Passage to read:
:::
Sunday, January 11, 2009

2.7 - Primary and after or counter effect of drugs.

In reality most mental alienations are bodily diseases only. These mental and emotional symptoms develop in some cases more or less rapidly; assume a state of most conspicuous one-sidedness, is finally transferred like a local disease, into the invisibly fine organs of the mind, where they seem to obscure the bodily symptoms. In short, the disorder of the coarser bodily organs is transferred, as it were, to the almost spiritual organs of the mind, where the physician will search in vain for their cause.

In recording the totality of symptoms of such a case, we must obtain an accurate description of all physical symptoms, which prevailed before the disease degenerated into a one-sided mental disorder. We compare then, these early symptoms with their present indistinct remnants, which occasionally appear during lucid intervals, and add the symptoms of the mental state as observed by the physician and attendants of the patient.

Though a patient may be relieved of an acute mental disorder by non-anti-psoric medicine, no time must be lost in perfecting the cure by continued anti-psoric treatment, so that the disease may not break out anew, which will be prevented by strict adherence to well-regulated diet and habits. If neglected, psora will be usually developed during the second attack, and may assume a form, periodical or continuous, and much more difficult to cure.

Mental diseases, not the result of physical or bodily affections, and which have not yet undermined the physical health too seriously, admit of the speedy cure by psychical treatment, while careful regulations of habits’ will re-establish the health of the body, but as a measure of precaution a course of anti-psoric treatment is advisable, in order to prevent a recurrence of the attack of mental aberration. The physician and attendants must strictly enforce proper hygiene and physical regiment of the mind. The treatment of insane persons should be conducted with a view to the absolute avoidance of corporal punishment or torture. Physicians and attendants should always treat such patients as if they regarded them as rational beings.
:::
Activity list:
1/ From the passage on mental diseases, extract the text from "In recording the" up to and including "of the patient.".
2/ Rewrite the paragraph of the passage on mental diseases that begins "Though a patient may be relieved" as a short list, keeping its main facts.
3/ Answer these questions on the passage on mental diseases:
(a) Into what organs are the mental and emotional symptoms finally transferred?
(b) Besides continued anti-psoric treatment, what will prevent the disease from breaking out anew?
(c) How should physicians and attendants always treat insane patients?

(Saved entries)
:::
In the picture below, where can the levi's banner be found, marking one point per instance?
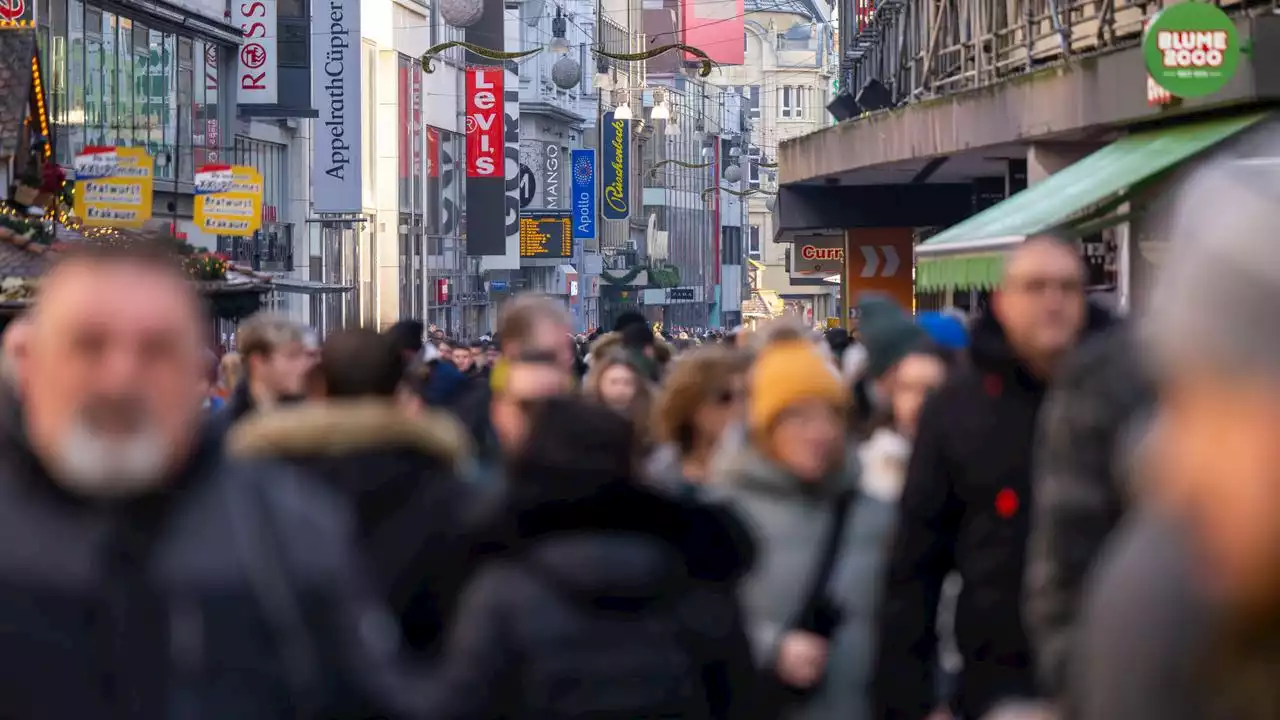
(228, 200)
(485, 142)
(616, 168)
(114, 186)
(583, 167)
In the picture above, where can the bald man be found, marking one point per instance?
(968, 493)
(115, 506)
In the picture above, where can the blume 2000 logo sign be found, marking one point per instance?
(1192, 49)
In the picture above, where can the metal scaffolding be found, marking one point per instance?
(920, 49)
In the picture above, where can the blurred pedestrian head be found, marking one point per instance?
(275, 356)
(538, 324)
(113, 352)
(618, 382)
(1040, 302)
(1215, 346)
(359, 363)
(519, 381)
(703, 393)
(574, 447)
(796, 409)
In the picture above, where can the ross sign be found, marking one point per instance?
(336, 167)
(552, 172)
(817, 256)
(484, 122)
(256, 69)
(584, 192)
(1191, 49)
(229, 200)
(528, 186)
(880, 260)
(545, 235)
(616, 183)
(114, 186)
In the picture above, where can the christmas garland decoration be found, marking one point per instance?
(636, 57)
(653, 171)
(475, 50)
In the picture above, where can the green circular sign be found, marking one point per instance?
(1191, 49)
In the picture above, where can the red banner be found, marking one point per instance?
(484, 122)
(433, 153)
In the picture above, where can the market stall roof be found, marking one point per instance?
(970, 254)
(18, 62)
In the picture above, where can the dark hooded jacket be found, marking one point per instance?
(967, 507)
(1092, 423)
(401, 478)
(612, 604)
(232, 592)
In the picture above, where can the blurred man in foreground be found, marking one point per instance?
(140, 572)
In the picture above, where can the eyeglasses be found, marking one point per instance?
(1042, 286)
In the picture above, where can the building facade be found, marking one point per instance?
(785, 85)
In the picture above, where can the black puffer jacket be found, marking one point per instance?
(613, 605)
(233, 592)
(401, 478)
(967, 507)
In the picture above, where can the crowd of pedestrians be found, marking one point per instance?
(1040, 511)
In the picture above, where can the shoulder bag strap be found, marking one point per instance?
(828, 554)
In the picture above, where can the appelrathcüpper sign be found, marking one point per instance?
(228, 200)
(1191, 49)
(114, 186)
(616, 168)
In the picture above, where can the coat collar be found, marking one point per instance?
(344, 427)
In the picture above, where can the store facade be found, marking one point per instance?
(155, 77)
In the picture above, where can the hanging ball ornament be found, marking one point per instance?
(461, 13)
(566, 73)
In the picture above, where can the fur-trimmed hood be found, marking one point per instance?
(347, 427)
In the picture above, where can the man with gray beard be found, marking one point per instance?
(142, 574)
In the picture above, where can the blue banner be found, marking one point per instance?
(583, 169)
(616, 168)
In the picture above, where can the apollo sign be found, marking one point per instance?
(484, 121)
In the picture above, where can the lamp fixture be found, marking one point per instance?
(602, 80)
(558, 44)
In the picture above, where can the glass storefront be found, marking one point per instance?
(117, 81)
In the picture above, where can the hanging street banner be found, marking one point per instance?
(583, 164)
(114, 186)
(228, 200)
(336, 162)
(616, 168)
(485, 142)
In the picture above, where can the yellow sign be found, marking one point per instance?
(114, 187)
(228, 200)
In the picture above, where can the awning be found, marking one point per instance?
(970, 254)
(307, 287)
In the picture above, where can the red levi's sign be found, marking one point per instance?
(484, 122)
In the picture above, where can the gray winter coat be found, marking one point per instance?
(791, 522)
(1143, 632)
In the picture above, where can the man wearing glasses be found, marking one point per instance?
(968, 495)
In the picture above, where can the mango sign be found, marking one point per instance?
(228, 200)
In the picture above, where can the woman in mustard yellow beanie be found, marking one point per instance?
(794, 486)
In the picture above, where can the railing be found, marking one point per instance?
(928, 48)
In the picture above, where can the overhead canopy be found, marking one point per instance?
(970, 254)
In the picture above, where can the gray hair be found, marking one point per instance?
(1219, 285)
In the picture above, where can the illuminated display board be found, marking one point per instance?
(547, 235)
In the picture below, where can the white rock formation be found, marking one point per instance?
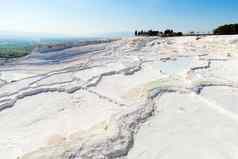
(135, 98)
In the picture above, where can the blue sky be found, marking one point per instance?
(88, 17)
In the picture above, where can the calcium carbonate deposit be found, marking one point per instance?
(134, 98)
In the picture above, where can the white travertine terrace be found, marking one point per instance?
(134, 98)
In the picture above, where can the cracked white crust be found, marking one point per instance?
(126, 75)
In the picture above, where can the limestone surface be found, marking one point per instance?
(134, 98)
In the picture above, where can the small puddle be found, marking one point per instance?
(179, 65)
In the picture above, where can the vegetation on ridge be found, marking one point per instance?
(227, 29)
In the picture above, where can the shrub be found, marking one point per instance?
(228, 29)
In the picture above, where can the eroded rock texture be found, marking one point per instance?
(135, 98)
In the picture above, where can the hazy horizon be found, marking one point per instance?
(102, 17)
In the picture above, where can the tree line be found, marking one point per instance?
(166, 33)
(227, 29)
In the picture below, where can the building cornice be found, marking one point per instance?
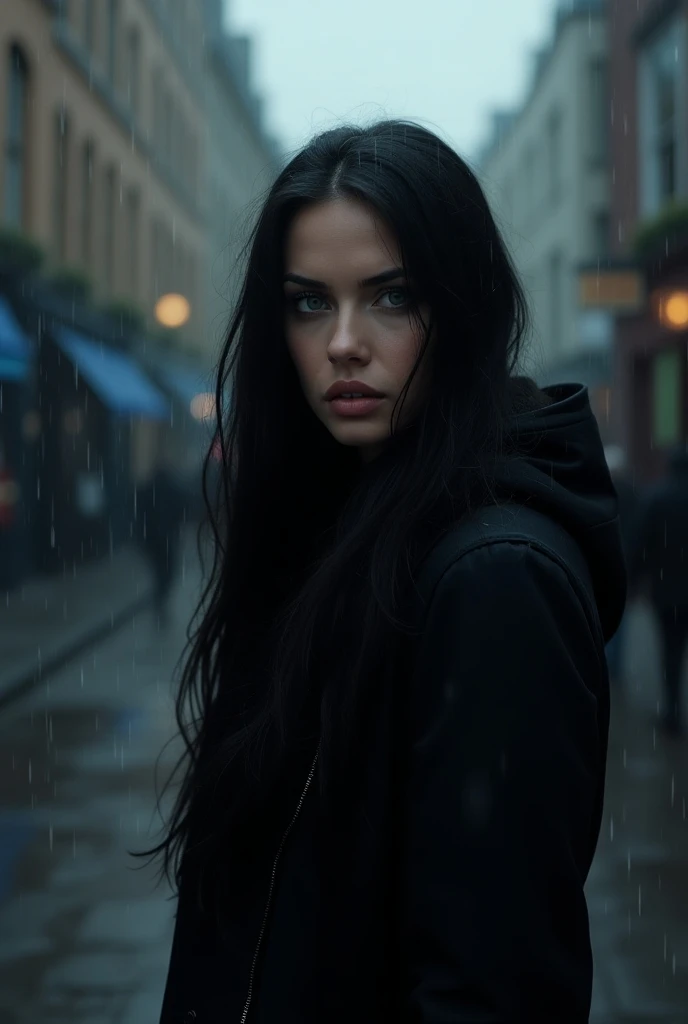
(583, 8)
(653, 17)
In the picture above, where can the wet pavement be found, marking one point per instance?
(85, 932)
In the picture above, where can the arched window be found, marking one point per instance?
(15, 139)
(60, 195)
(113, 41)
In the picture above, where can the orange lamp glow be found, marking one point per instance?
(674, 310)
(172, 309)
(203, 407)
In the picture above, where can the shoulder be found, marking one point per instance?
(503, 569)
(502, 547)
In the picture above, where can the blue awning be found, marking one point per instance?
(14, 347)
(114, 376)
(184, 384)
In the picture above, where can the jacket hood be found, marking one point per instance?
(562, 471)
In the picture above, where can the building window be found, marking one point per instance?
(667, 398)
(168, 114)
(529, 174)
(157, 131)
(133, 70)
(87, 186)
(15, 141)
(599, 119)
(662, 68)
(132, 242)
(554, 156)
(555, 294)
(110, 207)
(113, 47)
(89, 26)
(60, 179)
(155, 246)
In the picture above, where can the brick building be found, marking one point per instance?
(646, 280)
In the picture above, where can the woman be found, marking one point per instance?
(399, 715)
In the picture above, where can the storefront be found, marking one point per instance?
(15, 373)
(96, 403)
(653, 367)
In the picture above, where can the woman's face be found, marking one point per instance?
(347, 321)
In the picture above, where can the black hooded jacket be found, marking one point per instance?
(449, 888)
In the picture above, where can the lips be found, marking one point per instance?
(351, 387)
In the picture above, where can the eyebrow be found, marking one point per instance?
(394, 273)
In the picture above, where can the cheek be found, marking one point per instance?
(302, 358)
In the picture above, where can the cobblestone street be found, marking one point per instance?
(85, 933)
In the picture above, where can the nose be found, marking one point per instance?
(348, 339)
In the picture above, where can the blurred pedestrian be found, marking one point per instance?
(400, 702)
(628, 512)
(660, 557)
(162, 504)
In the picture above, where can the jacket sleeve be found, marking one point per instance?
(502, 810)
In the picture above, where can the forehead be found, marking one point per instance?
(340, 235)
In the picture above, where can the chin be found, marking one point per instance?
(358, 435)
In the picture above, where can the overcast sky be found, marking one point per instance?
(445, 62)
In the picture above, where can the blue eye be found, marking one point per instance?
(398, 297)
(310, 298)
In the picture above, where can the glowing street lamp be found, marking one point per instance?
(173, 309)
(203, 407)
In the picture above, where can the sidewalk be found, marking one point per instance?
(51, 619)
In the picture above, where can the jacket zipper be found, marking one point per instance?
(271, 889)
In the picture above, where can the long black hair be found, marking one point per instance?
(313, 552)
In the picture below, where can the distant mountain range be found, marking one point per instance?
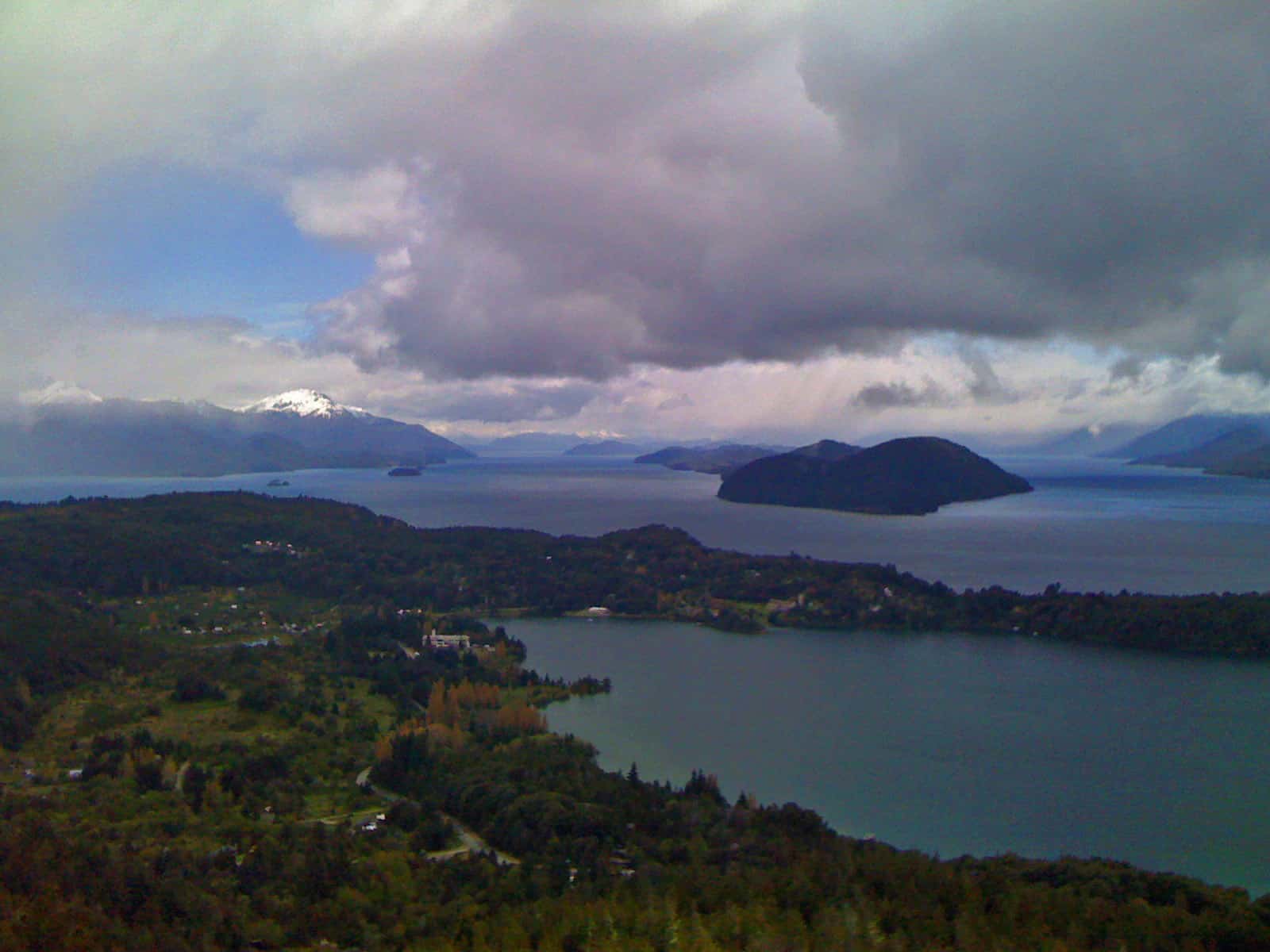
:::
Expected outputs:
1/
In recording the totality of symptoms of such a case, we must obtain an accurate description of all physical symptoms, which prevailed before the disease degenerated into a one-sided mental disorder. We compare then, these early symptoms with their present indistinct remnants, which occasionally appear during lucid intervals, and add the symptoms of the mental state as observed by the physician and attendants of the patient.

2/
- An acute mental disorder may be relieved by non-anti-psoric medicine.
- The cure must then be perfected without delay by continued anti-psoric treatment.
- Strict adherence to well-regulated diet and habits will prevent the disease from breaking out anew.
- If this is neglected, psora will usually develop during the second attack.
- It may then take a periodical or continuous form that is much more difficult to cure.

3/
(a) Into the invisibly fine organs of the mind.
(b) Strict adherence to well-regulated diet and habits.
(c) As if they regarded them as rational beings.